• What needs to be done: Copy out every line of the records where the string "wind" occurs.

Stored data entries:
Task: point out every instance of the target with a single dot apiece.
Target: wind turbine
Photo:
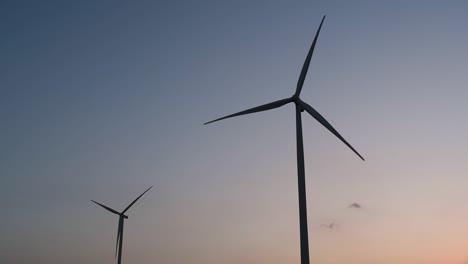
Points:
(122, 217)
(300, 107)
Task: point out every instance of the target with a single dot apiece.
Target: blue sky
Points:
(101, 99)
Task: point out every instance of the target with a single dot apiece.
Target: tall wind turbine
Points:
(122, 217)
(300, 107)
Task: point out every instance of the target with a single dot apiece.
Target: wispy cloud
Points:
(355, 205)
(331, 225)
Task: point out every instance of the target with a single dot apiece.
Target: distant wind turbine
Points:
(122, 217)
(300, 107)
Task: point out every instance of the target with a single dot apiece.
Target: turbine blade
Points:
(325, 123)
(305, 67)
(260, 108)
(128, 207)
(105, 207)
(119, 234)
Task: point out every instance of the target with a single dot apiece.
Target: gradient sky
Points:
(101, 99)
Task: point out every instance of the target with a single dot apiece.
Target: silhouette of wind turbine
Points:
(300, 107)
(122, 217)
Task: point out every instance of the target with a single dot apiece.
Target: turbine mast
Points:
(304, 233)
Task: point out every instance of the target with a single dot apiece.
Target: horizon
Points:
(102, 99)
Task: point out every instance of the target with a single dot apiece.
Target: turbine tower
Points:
(300, 107)
(122, 217)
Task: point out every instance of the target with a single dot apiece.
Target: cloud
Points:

• Problem solution:
Target: wind turbine
Target: tall wind turbine
Target: distant wind turbine
Target: silhouette of wind turbine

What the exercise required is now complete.